## Quoted passage
*** Begin section ***

### <span style="color:blue"> ***Score: 100 (Very good!)*** </span> 

#  MTH 9899 Machine Learning Assignment 1


#### Problem 1 
In class, we spoke about the time complexity for multiplying matrices. Ignoring more sophisticated algorithms, like the Strassen algorithm, multiplying an $a × b$ matrix by a $b × c$ matrix takes $O(abc)$. As we did in class, please work out the time complexity of computing a naive K-Fold Cross Validation Ridge Regression on an $N × F$ input matrix.


##### <font color='blue'>Solution</font>
A k-fold cross validation ridge regression means that we fit our model k times on different data set.
For each time, we use the following formula to calculate the parameters.
$$
\hat{\beta}^R = (X^T \, X + \lambda \, I)^{-1} \, X^T \, Y
$$
where $X$ is a $N × F$ matrix.

According to the problem, we know that

  | matrix computation (step by step)           | time complexity|
  | :-----------------------------------------: | :-----------:  |
  | $X^T \, X$                                  | $O(N \, F^2)$  |
  | $\lambda \, I$                              | $O(F)$         |           
  | $(X^T \, X + \lambda \, I)^{-1}$            | $O(F^3)$       |
  | $(X^T \, X + \lambda \, I)^{-1} X^T$        | $O(F^2 \, N)$  |
  | $(X^T \, X + \lambda \, I)^{-1} X^T Y$      | $O(F \, N)$  |
  
So the time complexity is $O(N \, F^2 + F + F^3 + F^2 \, N + F \, N)$ or $O(max(F^3, N \, F^2  ))$

Since we will run regression k times, thus the total time complexity is $O(K(2 N \, F^2 + F + F^3 + F \, N))$ or $O(max(k \, F^3, k \, N \, F^2  ))$

#### Problem 2
We can be more efficient. In particular, we don’t have to compute $(X^T X )^{-1}$ completely each time. In particular, if you break up $X$ into $K$ chunks, there is a faster way.

*** End section ***

## Data supplied
*** Begin section ***

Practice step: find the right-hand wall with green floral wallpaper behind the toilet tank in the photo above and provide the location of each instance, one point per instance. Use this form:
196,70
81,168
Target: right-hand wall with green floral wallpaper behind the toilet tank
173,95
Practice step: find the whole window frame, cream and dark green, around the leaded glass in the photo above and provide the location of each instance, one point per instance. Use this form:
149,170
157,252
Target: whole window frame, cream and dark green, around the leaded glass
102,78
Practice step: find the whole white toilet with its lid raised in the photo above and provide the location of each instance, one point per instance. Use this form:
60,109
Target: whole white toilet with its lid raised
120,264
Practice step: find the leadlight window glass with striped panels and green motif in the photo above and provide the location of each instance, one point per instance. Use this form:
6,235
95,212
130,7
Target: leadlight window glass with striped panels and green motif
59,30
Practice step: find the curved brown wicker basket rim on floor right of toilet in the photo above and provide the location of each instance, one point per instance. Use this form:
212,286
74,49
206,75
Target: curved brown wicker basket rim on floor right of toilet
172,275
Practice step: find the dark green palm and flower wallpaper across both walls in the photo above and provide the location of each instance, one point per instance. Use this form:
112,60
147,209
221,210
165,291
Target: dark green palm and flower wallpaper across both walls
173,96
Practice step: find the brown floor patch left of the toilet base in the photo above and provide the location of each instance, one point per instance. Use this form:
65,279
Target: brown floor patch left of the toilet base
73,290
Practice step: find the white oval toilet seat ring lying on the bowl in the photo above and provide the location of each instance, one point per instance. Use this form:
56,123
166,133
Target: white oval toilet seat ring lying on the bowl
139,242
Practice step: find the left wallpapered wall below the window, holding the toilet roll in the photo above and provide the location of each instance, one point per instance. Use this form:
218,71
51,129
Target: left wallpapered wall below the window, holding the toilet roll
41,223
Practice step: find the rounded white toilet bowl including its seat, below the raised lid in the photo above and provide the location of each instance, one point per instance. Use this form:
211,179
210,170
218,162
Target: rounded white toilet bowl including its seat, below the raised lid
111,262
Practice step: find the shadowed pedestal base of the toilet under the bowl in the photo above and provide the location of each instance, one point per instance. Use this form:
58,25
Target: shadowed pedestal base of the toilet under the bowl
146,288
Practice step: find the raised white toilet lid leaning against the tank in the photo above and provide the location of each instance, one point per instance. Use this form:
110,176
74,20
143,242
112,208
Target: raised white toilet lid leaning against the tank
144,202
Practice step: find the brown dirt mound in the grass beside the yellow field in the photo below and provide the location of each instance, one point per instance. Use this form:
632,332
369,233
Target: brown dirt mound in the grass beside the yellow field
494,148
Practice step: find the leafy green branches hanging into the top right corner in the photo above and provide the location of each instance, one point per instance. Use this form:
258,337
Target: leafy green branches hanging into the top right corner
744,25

*** End section ***

## Problem description
Answer these about the ridge regression assignment:
(a) What score does it show at the top?
(b) According to Problem 1, how long does multiplying an a × b matrix by a b × c matrix take?
(c) What time complexity does the solution's table give for computing the inverse of the matrix X transpose X plus lambda I?
The material has no part in this.

## Exercise answer
(a) 100 (Very good!)
(b) O(abc)
(c) O(F³)